+++ 提示された文章

前回の翁長知事死去に関する記事でも触れたが、私が注目している選挙の争点はやはり辺野古基地問題だ。
私が沖縄の基地問題に関心を寄せるのは、私自身が神奈川で在日米軍の近くで育ったからだ。
多くの日本人にとって、基地問題は「沖縄固有の問題」だろう。
だが、実際には沖縄以外にも米軍基地は存在する。
米軍基地が最も集中しているのは沖縄で、在日米軍基地面積の70.38%を占めている。
次に集中しているのは青森県で8.98%、そして神奈川県の5.58%である。
基地の近くで育つというのは、それだけでも考え方や生き方に影響を及ぼす。
翁長氏により「後継者」として指名され、今回の知事選に出馬する玉城デニー氏のインタビュー記事でも、米軍人の父親のことや、基地近くでの生い立ちについて語られている。
こうした「基地」との関わりの深い生い立ちも、玉城デニー氏が政治の道に進むきっかけとなったのではないだろうか。
翁長後継・玉城デニー独占インタビュー 「僕の名前が出たんだと思うと、この上なく光栄」
私は今、アメリカの大学院に通い、仕事をし、家族を持っている。
国防総省があるエリアに住んでいることもあり、同僚には元軍人もいるし、知人、友人、クラスメイトにも軍関係者はいる。
日本でもアメリカでも「なんでアメリカに?」と聞かれる。
研究環境と言うのは大きな理由だが、アメリカに行きたいと思った本当のきっかけは、きっと子どもの頃からアメリカに抱いていた漠然とした憧れだと思う。
基地周辺住民の持つ米軍に対する憧れ
私にとって米軍基地や米軍関係者というのは子どもの頃から身近な存在だった。
基地が近くにあったから、知人にも親族にも米軍関係者はいた。
日本人の父親とフィリピン人の母親を持ち、お母さんの再婚相手は米軍人で、基地内に住んでいる友達もいた。
米軍人と結婚して、横須賀基地内に住んでいるという知人もいる。
父親が米軍人で、日本人の母親を捨てて米国に帰ってしまい、日本人夫婦に養子に出された、という知人もいる。
人生で最初の英語の先生は、米軍人の夫に付いて日本に来たアメリカ人女性だった。母が基地内の彼女の家を訪れ英語を教わるのに付いて行っていたのだ。

++++++
+++ 提供記録

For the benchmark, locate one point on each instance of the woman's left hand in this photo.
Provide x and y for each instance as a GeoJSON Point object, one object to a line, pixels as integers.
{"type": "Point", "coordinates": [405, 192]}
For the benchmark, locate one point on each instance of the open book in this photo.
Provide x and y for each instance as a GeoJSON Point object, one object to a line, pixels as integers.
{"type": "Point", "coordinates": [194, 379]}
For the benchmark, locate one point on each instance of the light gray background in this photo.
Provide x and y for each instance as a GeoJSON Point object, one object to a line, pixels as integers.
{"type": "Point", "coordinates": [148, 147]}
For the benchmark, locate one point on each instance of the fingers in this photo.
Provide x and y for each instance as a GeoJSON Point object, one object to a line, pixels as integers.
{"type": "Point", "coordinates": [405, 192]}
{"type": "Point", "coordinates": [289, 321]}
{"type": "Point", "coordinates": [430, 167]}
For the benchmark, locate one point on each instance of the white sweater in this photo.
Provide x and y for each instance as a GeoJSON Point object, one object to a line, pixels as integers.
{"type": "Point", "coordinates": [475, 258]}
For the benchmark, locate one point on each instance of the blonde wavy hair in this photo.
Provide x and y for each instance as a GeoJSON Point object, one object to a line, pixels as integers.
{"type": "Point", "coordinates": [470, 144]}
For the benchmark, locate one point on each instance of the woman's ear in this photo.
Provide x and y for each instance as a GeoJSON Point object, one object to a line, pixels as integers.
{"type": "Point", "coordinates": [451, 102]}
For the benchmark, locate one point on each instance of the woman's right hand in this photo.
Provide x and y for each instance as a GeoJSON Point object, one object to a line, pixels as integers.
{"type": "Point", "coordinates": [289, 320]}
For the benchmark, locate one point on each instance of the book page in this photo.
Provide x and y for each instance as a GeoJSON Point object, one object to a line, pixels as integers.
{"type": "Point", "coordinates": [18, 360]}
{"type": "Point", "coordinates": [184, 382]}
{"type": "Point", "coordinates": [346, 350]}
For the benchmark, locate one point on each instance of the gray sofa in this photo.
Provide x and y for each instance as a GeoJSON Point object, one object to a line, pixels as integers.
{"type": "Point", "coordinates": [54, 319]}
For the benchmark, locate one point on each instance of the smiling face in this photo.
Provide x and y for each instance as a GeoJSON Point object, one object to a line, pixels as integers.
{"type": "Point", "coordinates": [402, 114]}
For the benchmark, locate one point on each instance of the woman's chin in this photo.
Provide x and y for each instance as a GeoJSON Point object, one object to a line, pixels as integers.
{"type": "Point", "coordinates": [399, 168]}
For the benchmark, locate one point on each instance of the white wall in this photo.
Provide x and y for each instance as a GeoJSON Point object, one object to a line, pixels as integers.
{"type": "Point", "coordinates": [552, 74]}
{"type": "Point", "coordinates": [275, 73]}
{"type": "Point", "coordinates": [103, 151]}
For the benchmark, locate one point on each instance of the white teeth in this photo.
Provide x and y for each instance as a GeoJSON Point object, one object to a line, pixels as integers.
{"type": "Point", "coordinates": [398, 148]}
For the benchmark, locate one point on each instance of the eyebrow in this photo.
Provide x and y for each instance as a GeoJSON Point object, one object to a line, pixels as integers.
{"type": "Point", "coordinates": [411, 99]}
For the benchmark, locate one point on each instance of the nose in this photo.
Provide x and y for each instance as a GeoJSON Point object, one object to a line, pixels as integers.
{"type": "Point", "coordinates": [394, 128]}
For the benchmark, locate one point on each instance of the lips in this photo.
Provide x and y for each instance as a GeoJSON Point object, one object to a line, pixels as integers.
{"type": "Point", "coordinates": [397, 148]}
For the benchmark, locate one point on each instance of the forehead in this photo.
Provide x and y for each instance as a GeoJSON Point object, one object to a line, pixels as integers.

++++++

設問
米軍基地の近くで育った経験を綴った文章の続きを、最後の文の後から書き進めてもらえますか? これらの記録は別の出典から取られたものです。

解答
また別の英語の先生は、米軍人の父親と日本人の母親を持つ人だった。
米軍人ではなく普通の日本人だが契約社員として米軍基地内で働いているという人もいる。
米軍人と結婚してアメリカに移住した日本人のクラスメイトもいる。
日本でハロウィンがはやるずっと前から、米軍基地内に遊びに行って「トリックオアトリート」と米軍人の家々を回るのは、子ども時代の恒例行事だった。
基地近くに住んでいれば、米軍関係のエピソードにはことかかない。
軍服に身を包んだガタイの良い米軍人の姿は子どもの目にはとてもかっこよく映った。
街で気軽に「ハロー」とか「ハウアーユー」などと声をかければ、気さくに答えてくれる存在でもあった。
米軍基地、米兵、米軍関係者というのは、私にとってアメリカとの最初の接点であり、アメリカに対する漠然とした憧れを持つきっかけを与えた存在である。
だが、何も知らない子どもだった頃は純粋な憧れの存在だったのが、成長するに従いその負の部分が気になり始めた。
米軍がかっこいいだけの存在ではないと気づいた少女時代
私が小学五年生の時に起きた沖縄の米兵少女暴行事件は、被害者がその当時の私とほぼ同い年だったこともあり、米兵や米軍がただかっこいいだけの存在ではないことに気づくきっかけになったように思う。
私が中学生になった頃にレバノンのアメリカ大使館爆破事件が起こり、高校生の時に911同時多発テロが起こり、それまで自由に出入りできていた米軍施設は周囲を守るように高いフェンスが建てられ、武装した護衛が立つようになり、自由に出入りできなくなった。
それは近所の友人から、ある日突然、お前はテロリストだ、敵だ、と言われて敵視されるような違和感だった。
たまにではあったが、夜でもジェット機の音がすることもあったし、大きなヘリコプターの音がすることもあった。
それが、米軍関係のものなのだろうということに気づき始めた。
それまでは身近に憧れさえ感じていた米軍というものが、アメリカが世界で繰り広げる戦争、侵略といったものと切っても切れないものであることを、身に染みて感じるようになったのである。
高校も大学も、米軍基地があるエリアを通る電車を使って通学していたので、米兵に遭遇することもしばしばあった。
ちょっと遅い時間になると、酔っぱらった米軍人から卑猥な言葉をかけられるなどというのも珍しくなかった。
それでも、私の中でアメリカや米軍する憧れは完全には消えなかった。
だが、やがて私は自分の中にある、憧れの感情そのものを疑うようになった。
それは私が大学、大学院で植民地研究という学問分野に触れたことが大きい。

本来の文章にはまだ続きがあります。